Text to read:
>>>

In the beloved villages of Greece, goods salesmen travel via overloaded pickup trucks, touting their offerings over a megaphone to inspire the convenient sale to the isolated townsfolk. Executives of Darden Restaurants (NYSE:DRI), the largest casual dining chain operator in the world, based on fiscal 2007 sales, may have a more difficult sales pitch to make in their travels because of today's competitive and potentially softening marketplace. The restaurateur is on its horn nonetheless.

If you call Darden's corporate offices these days, as I did, you will find few at headquarters. You see, much of Darden's executive team is on the road, promoting its new and improved strategy for overcoming its growth issues. And in this edition of "Fool on the Street," I'll look into Darden's plan and at its outlook, considering the challenging operating environment.

Darden appears to be a company with a plan. After the company's latest presentation -- having seen one of its presentations before and having carefully analyzed the stock long ago, while later profiting from its rise -- I view the current situation as a bit less appealing.

The problem
While Darden's plan for growth keys on a more rapid expansion of its leading concept, The Olive Garden, that plan appears to be driven by necessity, not decision. In reviewing the presentation, as they say, it's like deja vu all over again. Darden's management, a well-respected group both within the industry and among analysts, harps on patience when developing a new concept. We've heard that before. With failures over the years involving a Chinese cuisine concept, and more recently, its Smokey Bones concept, I question the company's skill in identifying winning ideas. By now, the operator of nearly 1,400 Olive Garden, Red Lobster, Bahama Breeze, Smokey Bones, and Seasons 52 restaurants should be able to make a new concept work if the idea is marketable.

<<<

Location annotation dataset samples

>>>

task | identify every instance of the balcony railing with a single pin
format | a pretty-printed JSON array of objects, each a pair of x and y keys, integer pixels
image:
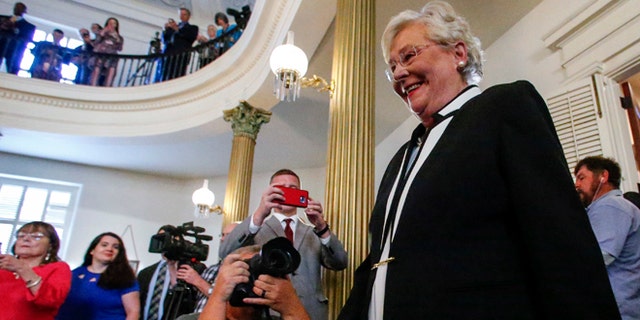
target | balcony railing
[{"x": 128, "y": 70}]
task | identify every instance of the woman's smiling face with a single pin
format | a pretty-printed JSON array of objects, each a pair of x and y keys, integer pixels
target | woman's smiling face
[{"x": 430, "y": 78}]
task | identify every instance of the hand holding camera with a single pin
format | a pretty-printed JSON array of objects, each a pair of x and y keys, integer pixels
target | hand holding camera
[{"x": 277, "y": 258}]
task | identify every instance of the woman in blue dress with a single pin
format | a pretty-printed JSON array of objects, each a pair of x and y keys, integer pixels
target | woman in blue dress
[{"x": 105, "y": 286}]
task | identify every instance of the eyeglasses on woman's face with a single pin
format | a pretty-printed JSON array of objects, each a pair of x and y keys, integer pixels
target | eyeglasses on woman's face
[
  {"x": 405, "y": 58},
  {"x": 36, "y": 236}
]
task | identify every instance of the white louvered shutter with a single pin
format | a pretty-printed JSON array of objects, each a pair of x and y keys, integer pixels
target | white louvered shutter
[{"x": 574, "y": 114}]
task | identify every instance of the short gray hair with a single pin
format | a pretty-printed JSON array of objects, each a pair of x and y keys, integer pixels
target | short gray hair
[{"x": 445, "y": 27}]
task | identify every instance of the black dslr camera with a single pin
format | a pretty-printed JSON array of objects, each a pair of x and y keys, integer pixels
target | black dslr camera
[
  {"x": 174, "y": 246},
  {"x": 277, "y": 258}
]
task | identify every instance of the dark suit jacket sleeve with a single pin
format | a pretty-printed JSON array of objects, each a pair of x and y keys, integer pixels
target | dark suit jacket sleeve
[
  {"x": 333, "y": 255},
  {"x": 558, "y": 241},
  {"x": 239, "y": 237},
  {"x": 358, "y": 300}
]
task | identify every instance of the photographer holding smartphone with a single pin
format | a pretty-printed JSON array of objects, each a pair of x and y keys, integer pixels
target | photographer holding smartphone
[{"x": 318, "y": 246}]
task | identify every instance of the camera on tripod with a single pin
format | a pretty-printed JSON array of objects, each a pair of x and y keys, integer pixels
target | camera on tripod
[
  {"x": 174, "y": 246},
  {"x": 277, "y": 258}
]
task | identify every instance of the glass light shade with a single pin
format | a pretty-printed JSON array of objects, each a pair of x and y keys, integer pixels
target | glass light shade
[
  {"x": 289, "y": 57},
  {"x": 203, "y": 196},
  {"x": 289, "y": 64}
]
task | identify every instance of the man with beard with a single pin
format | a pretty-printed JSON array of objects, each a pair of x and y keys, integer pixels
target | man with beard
[{"x": 615, "y": 222}]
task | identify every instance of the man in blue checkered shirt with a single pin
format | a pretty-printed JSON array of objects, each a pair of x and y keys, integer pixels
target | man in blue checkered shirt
[{"x": 204, "y": 282}]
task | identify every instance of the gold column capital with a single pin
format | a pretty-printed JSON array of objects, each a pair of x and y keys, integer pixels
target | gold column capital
[{"x": 246, "y": 120}]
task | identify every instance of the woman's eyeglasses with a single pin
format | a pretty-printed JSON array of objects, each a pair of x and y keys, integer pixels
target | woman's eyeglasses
[
  {"x": 36, "y": 236},
  {"x": 405, "y": 58}
]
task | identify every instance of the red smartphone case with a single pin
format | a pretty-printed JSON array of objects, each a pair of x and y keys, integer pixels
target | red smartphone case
[{"x": 294, "y": 197}]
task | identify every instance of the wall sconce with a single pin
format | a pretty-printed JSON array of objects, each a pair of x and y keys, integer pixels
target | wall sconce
[
  {"x": 289, "y": 64},
  {"x": 203, "y": 198}
]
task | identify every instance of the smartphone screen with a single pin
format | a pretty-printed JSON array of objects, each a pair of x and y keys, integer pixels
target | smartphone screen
[{"x": 294, "y": 197}]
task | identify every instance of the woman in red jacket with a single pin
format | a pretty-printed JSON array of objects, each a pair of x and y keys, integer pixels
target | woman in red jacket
[{"x": 34, "y": 283}]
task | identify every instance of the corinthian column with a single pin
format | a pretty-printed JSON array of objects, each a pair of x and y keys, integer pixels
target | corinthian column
[
  {"x": 350, "y": 168},
  {"x": 245, "y": 122}
]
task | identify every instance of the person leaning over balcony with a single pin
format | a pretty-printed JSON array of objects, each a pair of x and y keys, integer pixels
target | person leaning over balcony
[
  {"x": 81, "y": 56},
  {"x": 178, "y": 38},
  {"x": 228, "y": 34},
  {"x": 49, "y": 57},
  {"x": 105, "y": 286},
  {"x": 34, "y": 282},
  {"x": 108, "y": 40},
  {"x": 15, "y": 34},
  {"x": 208, "y": 52}
]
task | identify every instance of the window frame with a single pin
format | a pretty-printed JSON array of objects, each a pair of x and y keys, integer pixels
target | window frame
[{"x": 74, "y": 189}]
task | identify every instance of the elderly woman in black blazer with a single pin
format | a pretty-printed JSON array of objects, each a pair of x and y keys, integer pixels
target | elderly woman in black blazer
[{"x": 476, "y": 216}]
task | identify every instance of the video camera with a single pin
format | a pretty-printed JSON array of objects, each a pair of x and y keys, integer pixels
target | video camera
[
  {"x": 277, "y": 258},
  {"x": 242, "y": 17},
  {"x": 174, "y": 246}
]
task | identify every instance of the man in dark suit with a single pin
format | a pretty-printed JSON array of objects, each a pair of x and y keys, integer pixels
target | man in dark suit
[
  {"x": 15, "y": 34},
  {"x": 161, "y": 295},
  {"x": 178, "y": 38},
  {"x": 318, "y": 246},
  {"x": 476, "y": 216}
]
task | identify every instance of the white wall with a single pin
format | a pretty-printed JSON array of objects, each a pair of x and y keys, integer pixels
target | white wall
[{"x": 111, "y": 200}]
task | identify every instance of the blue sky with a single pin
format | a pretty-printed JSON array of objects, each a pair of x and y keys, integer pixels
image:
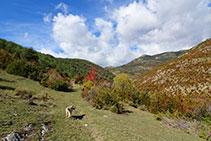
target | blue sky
[{"x": 106, "y": 32}]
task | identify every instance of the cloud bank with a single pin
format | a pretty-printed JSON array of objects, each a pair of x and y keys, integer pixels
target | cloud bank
[{"x": 149, "y": 27}]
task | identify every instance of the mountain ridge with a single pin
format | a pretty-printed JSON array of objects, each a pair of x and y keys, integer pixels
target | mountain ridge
[{"x": 145, "y": 63}]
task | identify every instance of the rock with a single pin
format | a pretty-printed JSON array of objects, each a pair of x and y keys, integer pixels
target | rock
[
  {"x": 14, "y": 136},
  {"x": 28, "y": 128},
  {"x": 44, "y": 130}
]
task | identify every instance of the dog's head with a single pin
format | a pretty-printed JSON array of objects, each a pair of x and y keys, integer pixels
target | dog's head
[{"x": 73, "y": 107}]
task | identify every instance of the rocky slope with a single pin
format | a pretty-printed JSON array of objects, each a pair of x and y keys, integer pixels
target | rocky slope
[
  {"x": 144, "y": 63},
  {"x": 189, "y": 73}
]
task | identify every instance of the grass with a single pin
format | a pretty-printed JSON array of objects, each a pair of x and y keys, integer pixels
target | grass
[{"x": 98, "y": 125}]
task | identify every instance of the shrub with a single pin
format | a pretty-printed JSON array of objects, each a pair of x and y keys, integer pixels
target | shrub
[
  {"x": 88, "y": 85},
  {"x": 22, "y": 69},
  {"x": 79, "y": 79},
  {"x": 59, "y": 86},
  {"x": 5, "y": 58},
  {"x": 23, "y": 93}
]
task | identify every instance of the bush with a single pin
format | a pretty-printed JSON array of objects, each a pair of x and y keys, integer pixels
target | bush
[
  {"x": 5, "y": 59},
  {"x": 23, "y": 69},
  {"x": 89, "y": 84},
  {"x": 59, "y": 86}
]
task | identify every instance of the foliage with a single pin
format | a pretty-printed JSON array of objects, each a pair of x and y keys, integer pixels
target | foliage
[
  {"x": 103, "y": 95},
  {"x": 78, "y": 79},
  {"x": 23, "y": 69},
  {"x": 89, "y": 84},
  {"x": 29, "y": 54},
  {"x": 191, "y": 106},
  {"x": 181, "y": 86},
  {"x": 59, "y": 86},
  {"x": 91, "y": 75},
  {"x": 5, "y": 58}
]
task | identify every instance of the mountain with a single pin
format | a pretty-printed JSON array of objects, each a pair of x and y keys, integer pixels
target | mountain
[
  {"x": 187, "y": 73},
  {"x": 144, "y": 63},
  {"x": 55, "y": 73},
  {"x": 72, "y": 67},
  {"x": 182, "y": 85}
]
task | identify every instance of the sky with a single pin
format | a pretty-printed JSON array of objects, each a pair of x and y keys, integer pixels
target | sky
[{"x": 106, "y": 32}]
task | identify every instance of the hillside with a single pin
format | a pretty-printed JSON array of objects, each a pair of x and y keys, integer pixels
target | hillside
[
  {"x": 144, "y": 63},
  {"x": 11, "y": 52},
  {"x": 186, "y": 74},
  {"x": 181, "y": 86},
  {"x": 18, "y": 111}
]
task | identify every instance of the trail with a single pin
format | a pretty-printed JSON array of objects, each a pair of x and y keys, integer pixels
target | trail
[{"x": 137, "y": 125}]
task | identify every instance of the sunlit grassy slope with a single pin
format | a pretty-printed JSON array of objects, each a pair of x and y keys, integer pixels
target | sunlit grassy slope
[{"x": 15, "y": 113}]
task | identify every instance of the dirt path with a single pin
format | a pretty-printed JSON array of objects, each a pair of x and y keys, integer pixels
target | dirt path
[{"x": 138, "y": 125}]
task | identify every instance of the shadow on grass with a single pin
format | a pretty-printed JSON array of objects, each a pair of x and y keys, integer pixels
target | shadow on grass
[
  {"x": 7, "y": 88},
  {"x": 5, "y": 80},
  {"x": 126, "y": 112},
  {"x": 80, "y": 117},
  {"x": 71, "y": 90}
]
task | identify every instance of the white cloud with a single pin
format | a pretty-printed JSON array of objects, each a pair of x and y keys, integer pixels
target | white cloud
[
  {"x": 163, "y": 25},
  {"x": 62, "y": 6},
  {"x": 152, "y": 27},
  {"x": 26, "y": 35},
  {"x": 47, "y": 18}
]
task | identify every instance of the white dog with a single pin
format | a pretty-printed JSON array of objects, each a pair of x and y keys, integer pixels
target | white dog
[{"x": 69, "y": 111}]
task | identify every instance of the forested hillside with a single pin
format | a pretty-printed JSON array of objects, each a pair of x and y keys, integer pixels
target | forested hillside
[
  {"x": 145, "y": 63},
  {"x": 56, "y": 73}
]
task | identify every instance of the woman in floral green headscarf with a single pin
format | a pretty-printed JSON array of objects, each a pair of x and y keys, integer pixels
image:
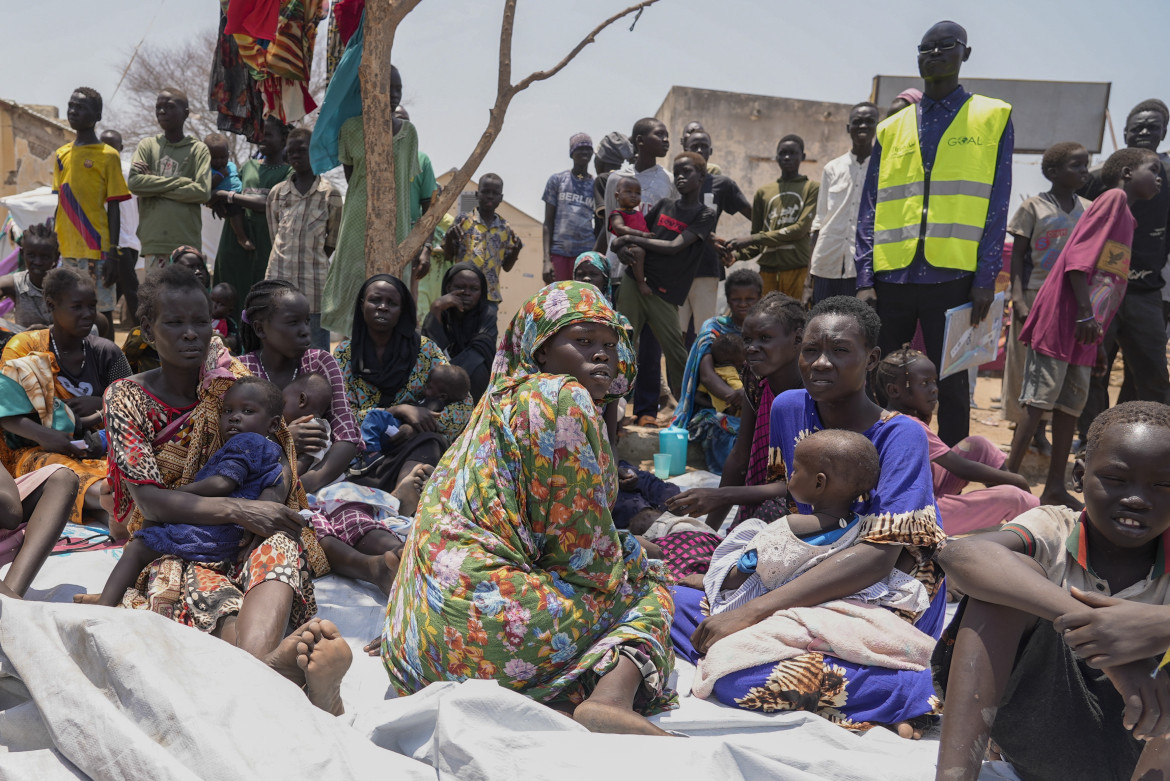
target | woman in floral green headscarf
[{"x": 514, "y": 569}]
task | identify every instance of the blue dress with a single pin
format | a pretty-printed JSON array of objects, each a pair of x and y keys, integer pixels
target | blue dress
[
  {"x": 901, "y": 510},
  {"x": 254, "y": 463}
]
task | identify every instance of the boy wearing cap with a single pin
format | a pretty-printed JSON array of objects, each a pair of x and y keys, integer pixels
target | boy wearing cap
[{"x": 569, "y": 213}]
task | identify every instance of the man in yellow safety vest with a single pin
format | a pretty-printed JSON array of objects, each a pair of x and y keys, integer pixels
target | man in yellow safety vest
[{"x": 934, "y": 213}]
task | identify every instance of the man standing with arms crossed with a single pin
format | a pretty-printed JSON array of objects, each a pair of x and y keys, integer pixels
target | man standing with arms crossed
[{"x": 934, "y": 213}]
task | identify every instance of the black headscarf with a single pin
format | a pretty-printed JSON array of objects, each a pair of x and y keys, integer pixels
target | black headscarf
[
  {"x": 459, "y": 331},
  {"x": 391, "y": 373}
]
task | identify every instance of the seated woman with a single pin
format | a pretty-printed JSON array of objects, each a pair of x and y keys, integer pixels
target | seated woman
[
  {"x": 514, "y": 571},
  {"x": 701, "y": 380},
  {"x": 276, "y": 333},
  {"x": 39, "y": 255},
  {"x": 33, "y": 511},
  {"x": 63, "y": 363},
  {"x": 163, "y": 427},
  {"x": 385, "y": 365},
  {"x": 462, "y": 323},
  {"x": 908, "y": 381},
  {"x": 896, "y": 527},
  {"x": 752, "y": 476}
]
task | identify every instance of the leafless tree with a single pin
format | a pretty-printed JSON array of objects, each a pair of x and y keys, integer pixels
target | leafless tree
[
  {"x": 384, "y": 254},
  {"x": 187, "y": 67}
]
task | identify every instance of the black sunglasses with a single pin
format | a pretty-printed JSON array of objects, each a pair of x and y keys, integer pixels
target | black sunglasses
[{"x": 945, "y": 45}]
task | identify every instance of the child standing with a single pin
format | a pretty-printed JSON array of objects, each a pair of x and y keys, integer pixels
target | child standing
[
  {"x": 782, "y": 215},
  {"x": 483, "y": 237},
  {"x": 1052, "y": 658},
  {"x": 226, "y": 178},
  {"x": 1073, "y": 310},
  {"x": 627, "y": 220},
  {"x": 87, "y": 178},
  {"x": 249, "y": 465},
  {"x": 1040, "y": 227},
  {"x": 39, "y": 255},
  {"x": 910, "y": 386},
  {"x": 569, "y": 213},
  {"x": 304, "y": 216}
]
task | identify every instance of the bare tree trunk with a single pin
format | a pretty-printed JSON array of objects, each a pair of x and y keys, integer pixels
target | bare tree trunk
[{"x": 383, "y": 18}]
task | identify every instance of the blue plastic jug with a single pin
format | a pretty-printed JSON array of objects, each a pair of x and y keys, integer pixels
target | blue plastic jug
[{"x": 673, "y": 440}]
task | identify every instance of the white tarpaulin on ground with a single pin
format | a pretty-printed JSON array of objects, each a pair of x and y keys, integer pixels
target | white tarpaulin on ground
[{"x": 115, "y": 693}]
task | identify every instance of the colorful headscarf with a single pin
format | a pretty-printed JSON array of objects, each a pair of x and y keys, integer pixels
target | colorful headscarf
[
  {"x": 550, "y": 310},
  {"x": 603, "y": 265}
]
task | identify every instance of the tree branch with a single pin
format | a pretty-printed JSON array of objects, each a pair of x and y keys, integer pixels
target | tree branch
[
  {"x": 425, "y": 227},
  {"x": 506, "y": 35},
  {"x": 541, "y": 75}
]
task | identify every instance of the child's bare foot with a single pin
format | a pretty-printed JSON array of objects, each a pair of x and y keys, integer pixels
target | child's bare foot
[
  {"x": 614, "y": 719},
  {"x": 324, "y": 664},
  {"x": 1061, "y": 497},
  {"x": 284, "y": 659},
  {"x": 385, "y": 568},
  {"x": 410, "y": 489},
  {"x": 908, "y": 731}
]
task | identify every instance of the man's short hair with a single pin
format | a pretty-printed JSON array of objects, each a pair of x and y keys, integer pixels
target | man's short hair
[
  {"x": 791, "y": 137},
  {"x": 1058, "y": 154},
  {"x": 1127, "y": 158},
  {"x": 641, "y": 128},
  {"x": 95, "y": 97},
  {"x": 694, "y": 158},
  {"x": 177, "y": 95},
  {"x": 1151, "y": 104}
]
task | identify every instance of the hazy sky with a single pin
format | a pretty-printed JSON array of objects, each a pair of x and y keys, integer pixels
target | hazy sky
[{"x": 447, "y": 54}]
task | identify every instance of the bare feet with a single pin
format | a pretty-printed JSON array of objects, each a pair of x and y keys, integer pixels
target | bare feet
[
  {"x": 410, "y": 489},
  {"x": 324, "y": 662},
  {"x": 614, "y": 719},
  {"x": 908, "y": 731},
  {"x": 1061, "y": 497},
  {"x": 284, "y": 659}
]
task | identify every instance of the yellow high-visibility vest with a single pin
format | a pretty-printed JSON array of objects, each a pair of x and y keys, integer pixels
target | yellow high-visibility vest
[{"x": 950, "y": 204}]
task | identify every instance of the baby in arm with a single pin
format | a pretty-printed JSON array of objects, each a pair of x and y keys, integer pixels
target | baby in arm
[
  {"x": 249, "y": 465},
  {"x": 832, "y": 470}
]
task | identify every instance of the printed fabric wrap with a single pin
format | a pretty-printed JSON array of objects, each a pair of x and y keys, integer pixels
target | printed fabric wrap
[{"x": 514, "y": 571}]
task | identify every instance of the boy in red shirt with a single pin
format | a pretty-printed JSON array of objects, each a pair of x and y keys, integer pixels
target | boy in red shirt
[{"x": 1073, "y": 310}]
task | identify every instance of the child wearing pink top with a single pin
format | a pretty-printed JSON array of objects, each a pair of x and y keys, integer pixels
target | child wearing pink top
[
  {"x": 910, "y": 384},
  {"x": 1073, "y": 310}
]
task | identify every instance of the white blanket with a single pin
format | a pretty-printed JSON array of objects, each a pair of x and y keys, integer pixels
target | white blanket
[{"x": 118, "y": 695}]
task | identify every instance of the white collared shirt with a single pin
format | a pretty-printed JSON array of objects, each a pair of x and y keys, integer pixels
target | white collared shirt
[{"x": 837, "y": 218}]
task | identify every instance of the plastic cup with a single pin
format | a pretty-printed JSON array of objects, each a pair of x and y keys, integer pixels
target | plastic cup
[{"x": 661, "y": 465}]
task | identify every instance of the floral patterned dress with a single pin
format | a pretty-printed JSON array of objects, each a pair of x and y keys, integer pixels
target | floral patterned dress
[{"x": 514, "y": 569}]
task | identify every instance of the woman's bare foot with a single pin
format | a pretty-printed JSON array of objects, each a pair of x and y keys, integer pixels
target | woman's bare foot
[
  {"x": 912, "y": 728},
  {"x": 410, "y": 489},
  {"x": 324, "y": 663},
  {"x": 614, "y": 719},
  {"x": 385, "y": 568},
  {"x": 284, "y": 659}
]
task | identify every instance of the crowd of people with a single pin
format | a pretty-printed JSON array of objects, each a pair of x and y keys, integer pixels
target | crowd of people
[{"x": 473, "y": 478}]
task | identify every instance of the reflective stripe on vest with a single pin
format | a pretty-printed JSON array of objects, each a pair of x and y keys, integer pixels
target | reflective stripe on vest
[{"x": 955, "y": 199}]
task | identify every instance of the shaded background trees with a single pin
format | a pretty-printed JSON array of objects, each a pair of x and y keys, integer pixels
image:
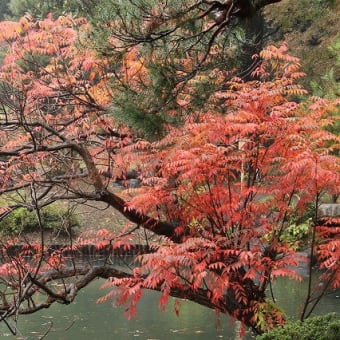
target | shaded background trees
[{"x": 228, "y": 165}]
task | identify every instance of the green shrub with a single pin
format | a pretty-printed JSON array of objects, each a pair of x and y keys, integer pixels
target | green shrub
[
  {"x": 53, "y": 218},
  {"x": 296, "y": 234},
  {"x": 326, "y": 327}
]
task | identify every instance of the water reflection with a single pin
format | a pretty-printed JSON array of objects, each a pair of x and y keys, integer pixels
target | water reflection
[{"x": 86, "y": 320}]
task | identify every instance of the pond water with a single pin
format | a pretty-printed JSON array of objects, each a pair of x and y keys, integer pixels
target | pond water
[{"x": 85, "y": 320}]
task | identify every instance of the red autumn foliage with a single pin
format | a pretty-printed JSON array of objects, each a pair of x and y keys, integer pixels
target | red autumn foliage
[{"x": 220, "y": 190}]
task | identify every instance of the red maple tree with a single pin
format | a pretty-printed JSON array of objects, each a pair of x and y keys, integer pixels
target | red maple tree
[{"x": 219, "y": 191}]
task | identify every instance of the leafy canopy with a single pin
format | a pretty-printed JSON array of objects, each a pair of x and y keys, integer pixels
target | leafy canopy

<<<

What you will do: Copy out the passage of the Darden Restaurants article above word for word, starting with "The problem" and going on through "idea is marketable.".

The completed task:
The problem
While Darden's plan for growth keys on a more rapid expansion of its leading concept, The Olive Garden, that plan appears to be driven by necessity, not decision. In reviewing the presentation, as they say, it's like deja vu all over again. Darden's management, a well-respected group both within the industry and among analysts, harps on patience when developing a new concept. We've heard that before. With failures over the years involving a Chinese cuisine concept, and more recently, its Smokey Bones concept, I question the company's skill in identifying winning ideas. By now, the operator of nearly 1,400 Olive Garden, Red Lobster, Bahama Breeze, Smokey Bones, and Seasons 52 restaurants should be able to make a new concept work if the idea is marketable.